» **Dataset extract**
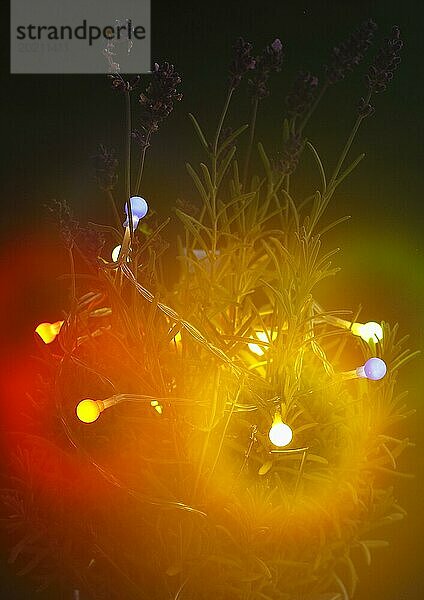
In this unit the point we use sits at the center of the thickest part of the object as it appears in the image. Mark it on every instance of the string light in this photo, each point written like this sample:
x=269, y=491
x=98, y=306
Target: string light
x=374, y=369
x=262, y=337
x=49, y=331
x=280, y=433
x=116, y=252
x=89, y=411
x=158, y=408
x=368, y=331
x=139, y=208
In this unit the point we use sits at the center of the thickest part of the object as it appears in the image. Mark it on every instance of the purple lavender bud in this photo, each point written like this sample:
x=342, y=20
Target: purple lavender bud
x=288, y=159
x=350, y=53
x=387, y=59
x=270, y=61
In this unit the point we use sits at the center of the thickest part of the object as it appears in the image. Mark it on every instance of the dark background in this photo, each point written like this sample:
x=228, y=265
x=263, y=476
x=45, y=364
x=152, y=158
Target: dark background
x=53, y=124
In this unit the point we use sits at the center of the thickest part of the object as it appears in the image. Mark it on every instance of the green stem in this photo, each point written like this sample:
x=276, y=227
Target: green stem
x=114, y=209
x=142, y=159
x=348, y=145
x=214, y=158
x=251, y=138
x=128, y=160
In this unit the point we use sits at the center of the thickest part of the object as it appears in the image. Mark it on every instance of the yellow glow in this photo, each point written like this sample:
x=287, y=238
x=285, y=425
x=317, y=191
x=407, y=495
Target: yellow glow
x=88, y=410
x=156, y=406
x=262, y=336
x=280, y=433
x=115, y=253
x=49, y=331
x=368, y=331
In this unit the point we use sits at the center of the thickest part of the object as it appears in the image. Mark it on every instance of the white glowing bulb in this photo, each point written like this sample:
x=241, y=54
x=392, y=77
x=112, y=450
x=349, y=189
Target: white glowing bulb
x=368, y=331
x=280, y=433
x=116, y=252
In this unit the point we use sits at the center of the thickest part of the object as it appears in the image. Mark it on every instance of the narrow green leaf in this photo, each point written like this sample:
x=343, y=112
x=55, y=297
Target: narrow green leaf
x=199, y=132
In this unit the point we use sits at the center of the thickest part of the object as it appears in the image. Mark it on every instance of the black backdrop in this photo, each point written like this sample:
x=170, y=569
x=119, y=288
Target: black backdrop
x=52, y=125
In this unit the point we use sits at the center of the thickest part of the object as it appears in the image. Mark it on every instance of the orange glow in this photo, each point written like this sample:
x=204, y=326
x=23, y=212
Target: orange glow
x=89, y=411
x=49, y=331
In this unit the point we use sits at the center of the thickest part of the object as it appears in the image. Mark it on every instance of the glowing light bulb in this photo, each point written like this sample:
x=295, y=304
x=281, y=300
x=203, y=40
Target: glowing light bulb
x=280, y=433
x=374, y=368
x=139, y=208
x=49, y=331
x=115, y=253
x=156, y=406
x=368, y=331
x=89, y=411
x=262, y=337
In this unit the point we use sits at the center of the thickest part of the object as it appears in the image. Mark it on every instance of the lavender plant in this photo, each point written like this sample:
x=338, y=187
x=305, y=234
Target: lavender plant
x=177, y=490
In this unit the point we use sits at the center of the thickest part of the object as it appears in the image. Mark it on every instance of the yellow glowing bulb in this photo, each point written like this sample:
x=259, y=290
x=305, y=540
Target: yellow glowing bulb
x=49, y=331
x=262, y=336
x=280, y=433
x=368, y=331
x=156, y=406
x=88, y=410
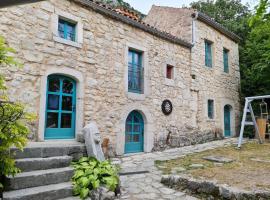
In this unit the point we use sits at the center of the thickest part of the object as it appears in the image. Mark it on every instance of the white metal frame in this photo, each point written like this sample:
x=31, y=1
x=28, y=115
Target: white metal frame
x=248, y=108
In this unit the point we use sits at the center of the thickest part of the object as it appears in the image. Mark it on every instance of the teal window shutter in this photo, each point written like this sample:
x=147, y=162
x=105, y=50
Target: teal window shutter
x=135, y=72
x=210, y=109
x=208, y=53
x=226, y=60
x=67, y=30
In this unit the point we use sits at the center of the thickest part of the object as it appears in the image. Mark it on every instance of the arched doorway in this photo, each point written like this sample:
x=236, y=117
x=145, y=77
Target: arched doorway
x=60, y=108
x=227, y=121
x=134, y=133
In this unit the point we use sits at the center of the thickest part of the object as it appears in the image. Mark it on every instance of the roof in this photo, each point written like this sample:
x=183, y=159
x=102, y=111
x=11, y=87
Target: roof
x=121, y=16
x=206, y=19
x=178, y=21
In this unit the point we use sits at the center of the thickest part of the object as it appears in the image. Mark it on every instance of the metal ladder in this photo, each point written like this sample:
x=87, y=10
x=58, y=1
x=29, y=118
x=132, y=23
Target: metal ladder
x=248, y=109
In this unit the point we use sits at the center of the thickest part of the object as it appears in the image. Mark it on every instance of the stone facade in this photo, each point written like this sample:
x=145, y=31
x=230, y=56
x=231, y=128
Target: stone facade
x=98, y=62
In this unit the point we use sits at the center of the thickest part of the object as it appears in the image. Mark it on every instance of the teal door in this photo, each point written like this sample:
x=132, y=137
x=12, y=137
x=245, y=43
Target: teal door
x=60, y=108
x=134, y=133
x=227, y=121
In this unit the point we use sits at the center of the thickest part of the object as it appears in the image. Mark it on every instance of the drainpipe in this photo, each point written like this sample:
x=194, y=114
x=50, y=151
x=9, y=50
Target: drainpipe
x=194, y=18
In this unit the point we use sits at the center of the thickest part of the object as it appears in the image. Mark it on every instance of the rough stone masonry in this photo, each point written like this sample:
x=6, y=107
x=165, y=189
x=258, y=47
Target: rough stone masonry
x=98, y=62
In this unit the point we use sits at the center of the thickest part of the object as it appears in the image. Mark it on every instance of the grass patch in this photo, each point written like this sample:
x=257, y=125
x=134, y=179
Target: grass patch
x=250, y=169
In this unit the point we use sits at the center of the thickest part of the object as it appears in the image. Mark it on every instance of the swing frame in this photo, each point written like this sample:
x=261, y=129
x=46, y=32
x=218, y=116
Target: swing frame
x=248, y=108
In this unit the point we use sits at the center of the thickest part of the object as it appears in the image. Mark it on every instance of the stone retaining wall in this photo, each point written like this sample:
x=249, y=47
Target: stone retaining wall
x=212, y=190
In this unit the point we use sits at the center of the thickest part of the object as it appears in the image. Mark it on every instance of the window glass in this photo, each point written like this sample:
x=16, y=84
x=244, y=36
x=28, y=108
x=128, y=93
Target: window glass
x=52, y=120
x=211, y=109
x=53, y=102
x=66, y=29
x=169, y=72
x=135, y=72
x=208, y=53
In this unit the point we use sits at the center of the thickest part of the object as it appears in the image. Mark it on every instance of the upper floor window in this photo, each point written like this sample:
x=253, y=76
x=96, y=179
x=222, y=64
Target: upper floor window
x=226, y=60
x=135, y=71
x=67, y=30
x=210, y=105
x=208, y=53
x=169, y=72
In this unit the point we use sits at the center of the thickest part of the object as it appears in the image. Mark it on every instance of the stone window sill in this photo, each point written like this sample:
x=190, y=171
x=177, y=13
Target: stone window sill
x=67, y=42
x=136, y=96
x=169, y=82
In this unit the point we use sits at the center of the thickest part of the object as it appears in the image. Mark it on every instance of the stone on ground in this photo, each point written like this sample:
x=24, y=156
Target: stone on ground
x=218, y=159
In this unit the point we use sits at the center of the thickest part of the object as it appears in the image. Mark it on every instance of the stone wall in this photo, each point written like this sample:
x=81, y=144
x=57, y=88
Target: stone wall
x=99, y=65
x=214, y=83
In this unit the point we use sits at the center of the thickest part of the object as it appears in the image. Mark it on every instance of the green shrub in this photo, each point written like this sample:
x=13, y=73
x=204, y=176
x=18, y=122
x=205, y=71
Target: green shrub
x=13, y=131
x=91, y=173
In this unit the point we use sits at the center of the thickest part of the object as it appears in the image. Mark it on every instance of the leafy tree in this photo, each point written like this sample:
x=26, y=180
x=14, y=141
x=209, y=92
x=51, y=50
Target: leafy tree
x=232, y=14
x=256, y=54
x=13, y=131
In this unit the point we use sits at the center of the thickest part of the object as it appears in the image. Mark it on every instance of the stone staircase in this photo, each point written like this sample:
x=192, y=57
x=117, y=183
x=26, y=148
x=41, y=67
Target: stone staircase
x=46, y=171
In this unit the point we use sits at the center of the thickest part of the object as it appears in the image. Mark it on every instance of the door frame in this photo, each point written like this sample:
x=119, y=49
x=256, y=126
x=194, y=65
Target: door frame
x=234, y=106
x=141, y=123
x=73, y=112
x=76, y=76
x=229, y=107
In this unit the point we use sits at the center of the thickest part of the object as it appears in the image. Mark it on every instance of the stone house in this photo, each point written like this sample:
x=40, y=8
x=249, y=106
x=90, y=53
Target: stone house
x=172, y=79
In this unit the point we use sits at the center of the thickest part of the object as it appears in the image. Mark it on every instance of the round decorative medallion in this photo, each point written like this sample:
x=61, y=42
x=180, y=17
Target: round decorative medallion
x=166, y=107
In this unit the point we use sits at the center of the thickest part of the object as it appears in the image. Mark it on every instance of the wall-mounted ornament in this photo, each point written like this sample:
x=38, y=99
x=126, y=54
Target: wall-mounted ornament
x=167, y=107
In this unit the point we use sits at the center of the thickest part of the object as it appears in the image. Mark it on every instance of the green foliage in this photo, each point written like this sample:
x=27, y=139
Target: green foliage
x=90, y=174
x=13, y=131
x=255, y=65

» **Activity**
Leave the pictures out and please restate exactly the lines running from the start of the material through the one with "x=98, y=306".

» **Solved exercise**
In this unit the point we use sits at the center of the thickest part of the object as it appears in the image. Mark it on every instance of the string light in this photo, each point written like this sample:
x=269, y=491
x=98, y=306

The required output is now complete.